_Given exercise 1_. Extract every line of the records below that contains the string "beam".

We've turned `ArchiveLedgerEntries` and `PostLedgerEntries` into jobs
with a `perform_async` method, which can be independently dispatched
to the background. Unfortunately, no solution is perfect so there's
still a chance that retries would exhaust and neither step would ever
finish. In that case, we could learn something new about the domain
and improve our code, or even devise tools to detect and repair
inconsistencies, but we won't touch that here in this article.

### Use locks to handle concurrency

Our workflow should be perfect now that it's resumable and
fault-tolerant; API requests shouldn't be able to make it through more
than once, right? Wrong.

What if two or more instances run _exactly_ at the same time and read
back the same state? One or more `if` conditions could likely resolve
to truthy, which would result in two single-funded accounts (one of
them being orphaned), or, even worse - one double-funded account! When
it comes to critical workflows, we can't assume this will never
happen. It _can_ happen, and it's more frequent than one would
imagine. For example:

- A user could click on a submit button multiple times and trigger
  multiple web requests (if the workflow is synchronous);

- Two or more jobs could accidentally be scheduled for the same
  contract and be executed concurrently (if the workflow is
  asynchronous);

- Two or more people could trigger our workflow on hundreds of
  contracts, and due to stale UIs on either side, trigger it
  concurrently for the same contract.

_Records for this task_.

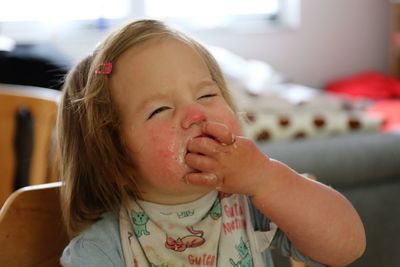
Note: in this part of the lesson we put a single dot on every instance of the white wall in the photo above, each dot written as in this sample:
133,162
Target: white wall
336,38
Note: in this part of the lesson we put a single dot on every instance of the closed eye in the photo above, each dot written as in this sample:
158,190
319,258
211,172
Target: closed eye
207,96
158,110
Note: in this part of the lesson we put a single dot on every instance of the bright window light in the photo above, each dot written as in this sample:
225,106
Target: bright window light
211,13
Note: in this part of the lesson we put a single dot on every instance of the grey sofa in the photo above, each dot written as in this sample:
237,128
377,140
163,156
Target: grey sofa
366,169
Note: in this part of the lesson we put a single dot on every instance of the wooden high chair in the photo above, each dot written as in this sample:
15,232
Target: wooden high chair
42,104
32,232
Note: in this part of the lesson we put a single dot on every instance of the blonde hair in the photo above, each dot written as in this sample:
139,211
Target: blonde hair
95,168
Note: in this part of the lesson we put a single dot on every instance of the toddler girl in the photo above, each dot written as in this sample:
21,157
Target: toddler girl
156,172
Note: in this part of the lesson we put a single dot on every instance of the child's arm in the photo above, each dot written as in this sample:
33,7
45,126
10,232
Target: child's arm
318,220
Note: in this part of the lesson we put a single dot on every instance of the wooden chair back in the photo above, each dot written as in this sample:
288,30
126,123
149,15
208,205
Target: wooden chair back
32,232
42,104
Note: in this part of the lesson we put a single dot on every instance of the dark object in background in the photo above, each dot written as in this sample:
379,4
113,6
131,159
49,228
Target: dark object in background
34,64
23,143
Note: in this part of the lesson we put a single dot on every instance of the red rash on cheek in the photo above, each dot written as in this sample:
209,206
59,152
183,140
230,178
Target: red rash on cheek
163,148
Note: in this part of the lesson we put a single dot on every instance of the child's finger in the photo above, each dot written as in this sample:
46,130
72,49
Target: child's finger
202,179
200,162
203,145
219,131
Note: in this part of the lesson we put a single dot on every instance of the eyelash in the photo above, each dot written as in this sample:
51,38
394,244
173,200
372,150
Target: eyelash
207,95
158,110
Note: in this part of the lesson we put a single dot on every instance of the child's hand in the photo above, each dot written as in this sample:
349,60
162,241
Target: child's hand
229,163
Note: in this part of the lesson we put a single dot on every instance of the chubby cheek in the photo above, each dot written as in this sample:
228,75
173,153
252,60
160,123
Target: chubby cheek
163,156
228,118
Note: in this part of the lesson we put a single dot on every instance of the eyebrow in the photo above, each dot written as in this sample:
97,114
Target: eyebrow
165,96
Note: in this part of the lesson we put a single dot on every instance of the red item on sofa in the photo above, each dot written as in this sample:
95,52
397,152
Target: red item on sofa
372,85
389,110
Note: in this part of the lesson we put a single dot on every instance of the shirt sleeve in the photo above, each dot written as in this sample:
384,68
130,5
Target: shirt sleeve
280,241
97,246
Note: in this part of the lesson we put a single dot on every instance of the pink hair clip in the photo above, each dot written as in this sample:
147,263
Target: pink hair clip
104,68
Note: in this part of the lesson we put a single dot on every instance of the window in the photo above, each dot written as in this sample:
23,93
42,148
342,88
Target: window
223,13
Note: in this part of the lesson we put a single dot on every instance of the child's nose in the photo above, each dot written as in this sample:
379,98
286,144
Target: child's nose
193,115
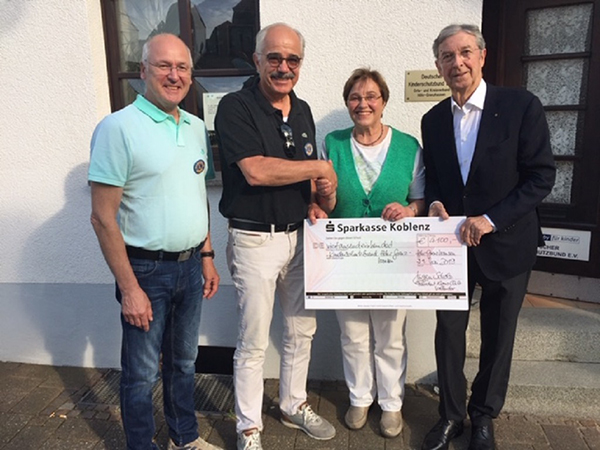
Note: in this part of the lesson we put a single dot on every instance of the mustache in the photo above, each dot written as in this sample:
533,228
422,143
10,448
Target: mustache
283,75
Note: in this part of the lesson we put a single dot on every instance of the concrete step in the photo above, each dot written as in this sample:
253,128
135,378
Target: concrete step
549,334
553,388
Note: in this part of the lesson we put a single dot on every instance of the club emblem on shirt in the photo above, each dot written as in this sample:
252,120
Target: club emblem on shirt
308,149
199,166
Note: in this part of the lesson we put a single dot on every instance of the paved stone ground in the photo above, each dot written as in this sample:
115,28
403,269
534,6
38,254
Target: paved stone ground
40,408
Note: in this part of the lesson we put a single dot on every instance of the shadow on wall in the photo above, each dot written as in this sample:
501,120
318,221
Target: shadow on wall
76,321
--
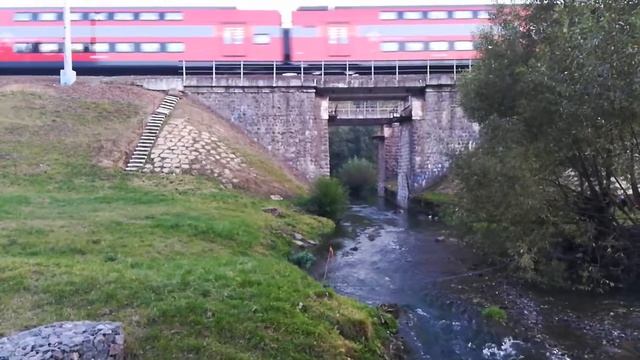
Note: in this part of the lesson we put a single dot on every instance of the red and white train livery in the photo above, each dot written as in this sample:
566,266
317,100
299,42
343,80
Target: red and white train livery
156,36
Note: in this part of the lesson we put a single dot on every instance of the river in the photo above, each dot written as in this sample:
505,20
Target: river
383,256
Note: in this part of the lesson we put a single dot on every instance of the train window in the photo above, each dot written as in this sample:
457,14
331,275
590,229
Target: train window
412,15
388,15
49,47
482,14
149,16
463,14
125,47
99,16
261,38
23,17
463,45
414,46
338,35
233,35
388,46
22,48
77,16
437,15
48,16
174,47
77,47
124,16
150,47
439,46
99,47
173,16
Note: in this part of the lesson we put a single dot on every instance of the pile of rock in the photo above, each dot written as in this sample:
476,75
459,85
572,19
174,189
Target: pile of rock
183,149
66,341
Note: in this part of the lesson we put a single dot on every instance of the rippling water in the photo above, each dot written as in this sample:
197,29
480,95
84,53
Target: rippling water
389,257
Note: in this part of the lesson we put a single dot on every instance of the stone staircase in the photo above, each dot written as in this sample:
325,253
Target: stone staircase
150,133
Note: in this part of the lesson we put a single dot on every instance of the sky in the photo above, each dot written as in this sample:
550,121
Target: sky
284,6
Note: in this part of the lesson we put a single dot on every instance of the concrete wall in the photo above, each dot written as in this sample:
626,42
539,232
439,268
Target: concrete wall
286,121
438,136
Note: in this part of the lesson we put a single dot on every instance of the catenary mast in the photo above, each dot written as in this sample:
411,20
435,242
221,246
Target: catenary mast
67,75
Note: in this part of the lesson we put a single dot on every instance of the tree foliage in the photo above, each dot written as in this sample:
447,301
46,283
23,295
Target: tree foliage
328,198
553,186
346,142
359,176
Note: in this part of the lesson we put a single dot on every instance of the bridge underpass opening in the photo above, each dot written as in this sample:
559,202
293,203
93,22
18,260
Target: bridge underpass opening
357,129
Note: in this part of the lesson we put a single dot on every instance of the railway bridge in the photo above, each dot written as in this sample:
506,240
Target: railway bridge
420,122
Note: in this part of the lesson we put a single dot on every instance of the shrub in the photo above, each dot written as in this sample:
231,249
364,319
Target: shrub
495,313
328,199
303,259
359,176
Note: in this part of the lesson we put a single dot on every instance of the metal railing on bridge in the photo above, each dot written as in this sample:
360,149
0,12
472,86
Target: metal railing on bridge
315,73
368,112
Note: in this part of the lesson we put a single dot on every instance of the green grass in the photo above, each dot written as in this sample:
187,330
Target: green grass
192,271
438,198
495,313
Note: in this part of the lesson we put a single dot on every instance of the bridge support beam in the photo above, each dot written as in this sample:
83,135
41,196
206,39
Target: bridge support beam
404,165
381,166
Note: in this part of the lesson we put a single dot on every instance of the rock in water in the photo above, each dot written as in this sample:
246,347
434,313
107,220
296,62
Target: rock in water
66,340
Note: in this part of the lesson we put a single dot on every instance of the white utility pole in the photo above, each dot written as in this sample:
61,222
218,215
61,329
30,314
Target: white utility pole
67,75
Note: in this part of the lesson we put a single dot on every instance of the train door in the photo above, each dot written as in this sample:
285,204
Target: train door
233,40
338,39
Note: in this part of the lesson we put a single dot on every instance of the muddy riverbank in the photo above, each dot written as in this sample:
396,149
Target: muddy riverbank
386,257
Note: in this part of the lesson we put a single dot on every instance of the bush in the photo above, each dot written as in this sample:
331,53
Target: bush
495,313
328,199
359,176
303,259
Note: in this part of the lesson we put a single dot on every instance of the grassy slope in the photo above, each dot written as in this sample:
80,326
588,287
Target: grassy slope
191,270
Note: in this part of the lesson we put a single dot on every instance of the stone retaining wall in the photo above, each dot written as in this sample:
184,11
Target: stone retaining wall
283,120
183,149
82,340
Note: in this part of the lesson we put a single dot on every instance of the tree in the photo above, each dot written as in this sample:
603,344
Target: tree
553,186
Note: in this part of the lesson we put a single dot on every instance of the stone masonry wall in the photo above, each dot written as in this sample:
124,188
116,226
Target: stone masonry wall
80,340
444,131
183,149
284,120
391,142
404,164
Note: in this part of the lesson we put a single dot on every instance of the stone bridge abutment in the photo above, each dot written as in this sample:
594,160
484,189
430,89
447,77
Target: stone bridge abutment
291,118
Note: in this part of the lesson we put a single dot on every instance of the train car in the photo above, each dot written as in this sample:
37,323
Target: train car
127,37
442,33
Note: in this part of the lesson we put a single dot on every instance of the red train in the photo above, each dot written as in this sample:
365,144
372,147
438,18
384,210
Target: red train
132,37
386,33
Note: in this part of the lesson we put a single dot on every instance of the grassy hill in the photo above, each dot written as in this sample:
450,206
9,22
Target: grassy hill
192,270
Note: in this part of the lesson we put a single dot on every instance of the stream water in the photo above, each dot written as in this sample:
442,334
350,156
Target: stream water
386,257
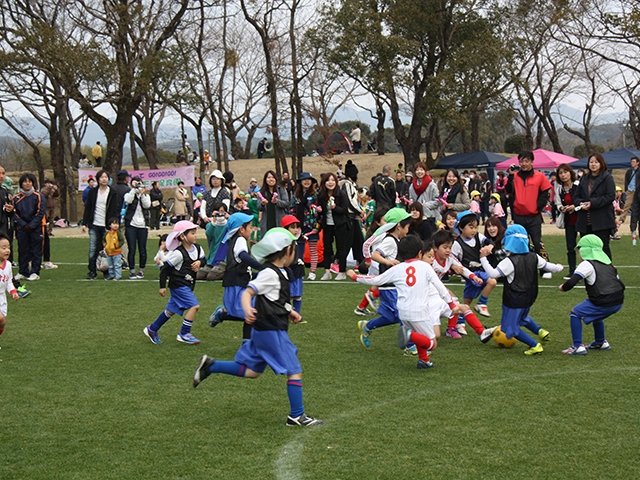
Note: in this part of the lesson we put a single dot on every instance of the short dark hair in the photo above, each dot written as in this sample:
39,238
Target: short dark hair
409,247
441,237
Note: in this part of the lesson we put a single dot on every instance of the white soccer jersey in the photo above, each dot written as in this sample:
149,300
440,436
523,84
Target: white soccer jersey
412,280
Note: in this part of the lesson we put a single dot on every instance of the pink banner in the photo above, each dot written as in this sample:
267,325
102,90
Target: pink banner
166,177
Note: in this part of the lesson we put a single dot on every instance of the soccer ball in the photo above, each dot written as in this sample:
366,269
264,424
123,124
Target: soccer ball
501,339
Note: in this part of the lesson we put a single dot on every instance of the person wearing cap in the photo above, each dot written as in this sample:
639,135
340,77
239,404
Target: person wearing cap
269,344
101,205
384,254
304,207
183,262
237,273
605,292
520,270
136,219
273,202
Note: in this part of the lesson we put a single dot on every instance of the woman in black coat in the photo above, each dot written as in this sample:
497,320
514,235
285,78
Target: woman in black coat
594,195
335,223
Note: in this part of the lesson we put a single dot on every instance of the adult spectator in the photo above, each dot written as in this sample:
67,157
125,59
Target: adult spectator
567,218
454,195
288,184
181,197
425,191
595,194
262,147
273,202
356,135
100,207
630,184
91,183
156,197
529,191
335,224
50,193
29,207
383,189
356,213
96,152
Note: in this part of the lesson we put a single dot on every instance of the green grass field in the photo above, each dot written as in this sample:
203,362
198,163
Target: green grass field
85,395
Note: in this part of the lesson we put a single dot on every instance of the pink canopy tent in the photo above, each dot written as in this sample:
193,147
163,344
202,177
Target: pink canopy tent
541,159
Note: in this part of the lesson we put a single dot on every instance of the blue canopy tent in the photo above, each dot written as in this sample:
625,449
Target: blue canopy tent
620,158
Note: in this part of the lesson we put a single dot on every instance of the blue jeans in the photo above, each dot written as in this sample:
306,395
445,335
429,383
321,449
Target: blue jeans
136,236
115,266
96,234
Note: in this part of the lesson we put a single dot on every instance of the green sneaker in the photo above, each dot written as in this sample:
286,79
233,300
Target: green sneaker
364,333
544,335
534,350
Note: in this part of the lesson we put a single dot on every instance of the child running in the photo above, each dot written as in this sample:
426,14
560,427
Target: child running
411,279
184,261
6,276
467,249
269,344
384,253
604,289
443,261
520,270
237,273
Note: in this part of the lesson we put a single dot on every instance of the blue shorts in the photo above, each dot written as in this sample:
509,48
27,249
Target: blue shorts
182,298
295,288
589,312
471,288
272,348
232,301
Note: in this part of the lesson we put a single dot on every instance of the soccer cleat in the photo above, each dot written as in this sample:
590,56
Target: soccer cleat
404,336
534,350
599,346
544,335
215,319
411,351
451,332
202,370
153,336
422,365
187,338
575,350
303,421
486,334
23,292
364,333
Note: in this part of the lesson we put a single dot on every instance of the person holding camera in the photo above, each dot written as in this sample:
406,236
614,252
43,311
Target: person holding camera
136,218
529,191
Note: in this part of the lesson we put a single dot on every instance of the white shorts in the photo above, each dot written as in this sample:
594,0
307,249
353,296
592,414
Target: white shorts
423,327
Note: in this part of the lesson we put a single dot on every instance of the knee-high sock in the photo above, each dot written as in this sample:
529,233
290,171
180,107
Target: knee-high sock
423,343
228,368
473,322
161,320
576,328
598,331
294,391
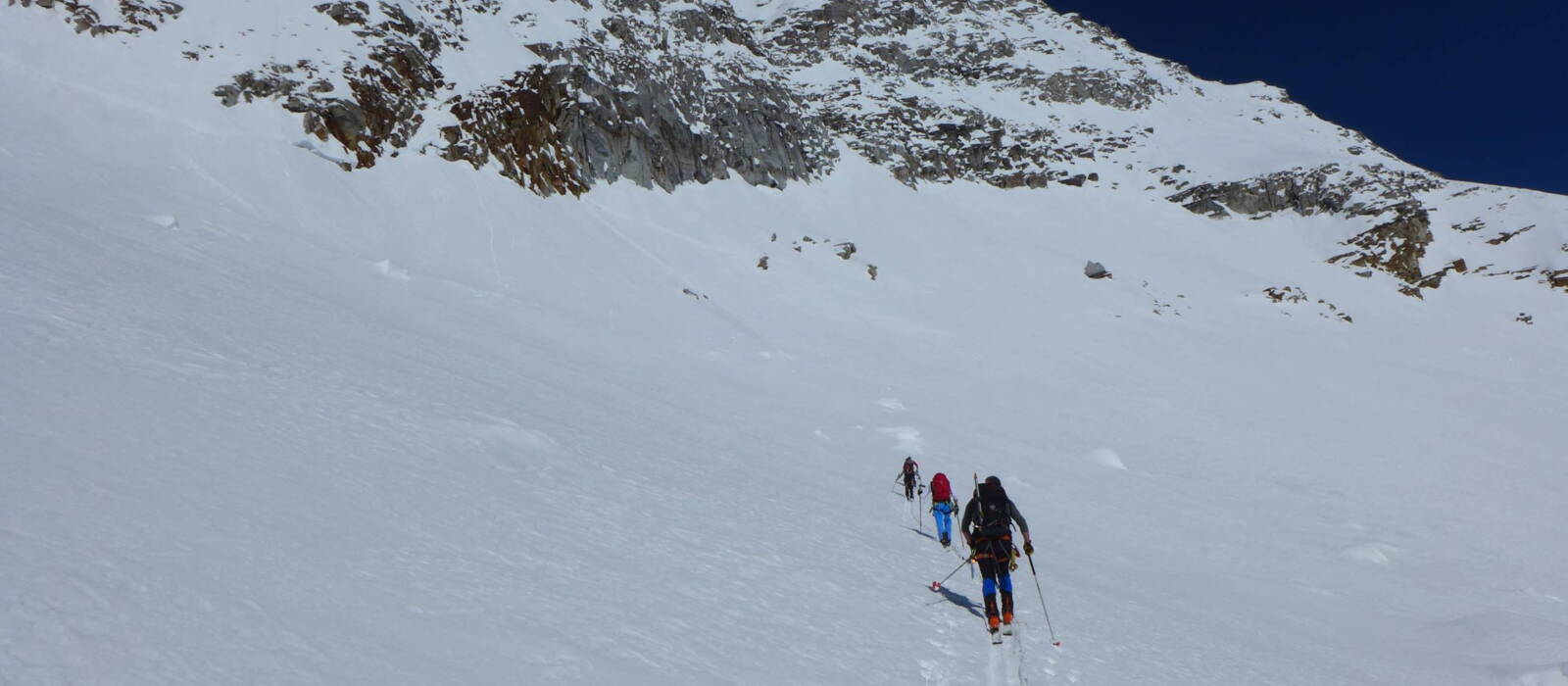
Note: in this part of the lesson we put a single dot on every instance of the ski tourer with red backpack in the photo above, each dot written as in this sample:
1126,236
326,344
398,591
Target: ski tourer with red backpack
---
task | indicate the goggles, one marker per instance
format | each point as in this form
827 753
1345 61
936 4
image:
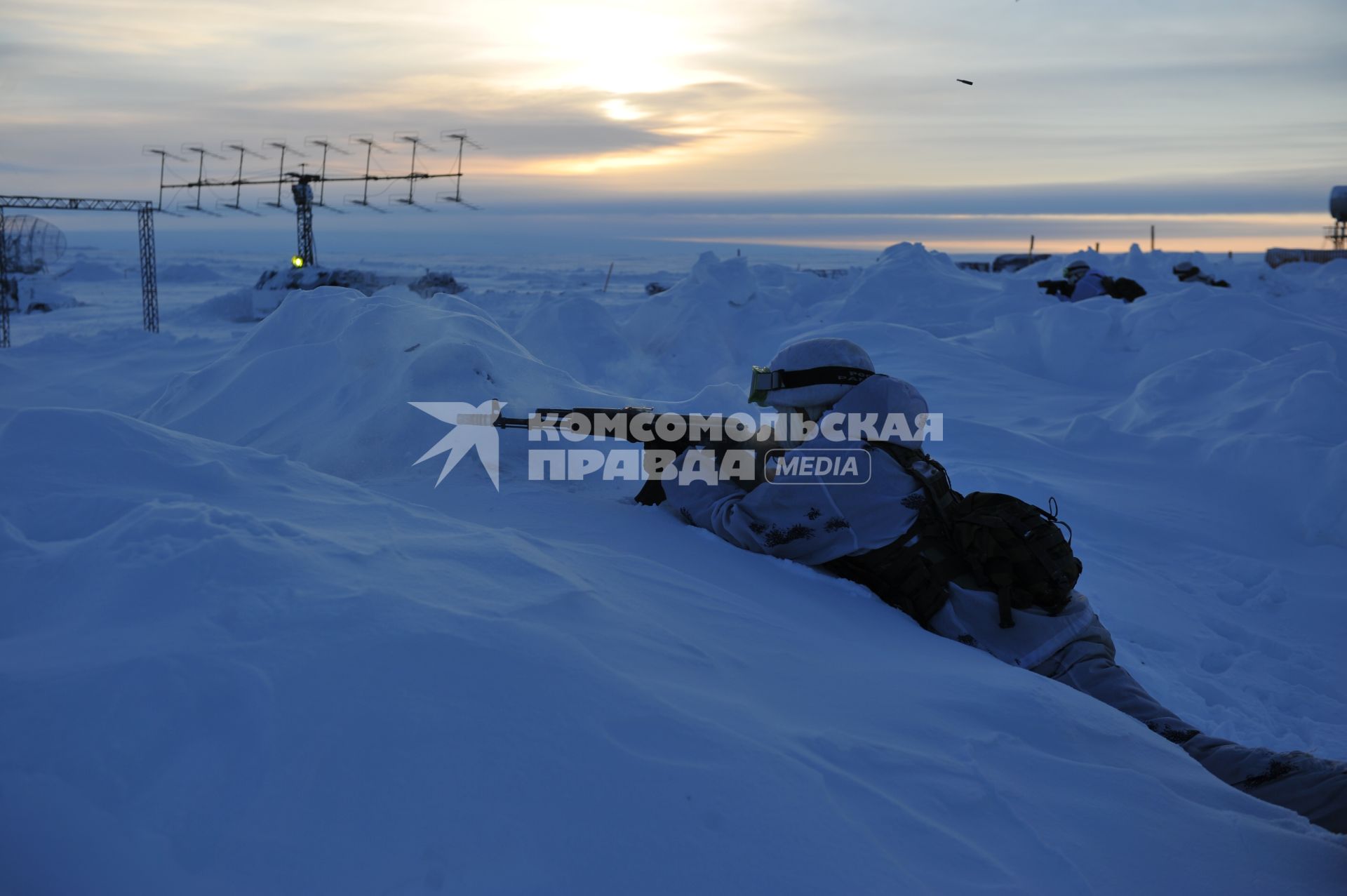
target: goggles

_Given exercise 2_. Translate into Spanish the following sentence from the text above on handling concurrency in workflows: "Unfortunately, no solution is perfect so there's still a chance that retries would exhaust and neither step would ever finish."

_Exercise answer 1_.
Note: in this part of the lesson we put a single dot on every instance of the bridge support beam in the photo above, each dot written as in this sample:
Target: bridge support beam

_Exercise answer 2_. Lamentablemente, ninguna solución es perfecta, por lo que aún existe la posibilidad de que los reintentos se agoten y ninguno de los dos pasos llegue nunca a completarse.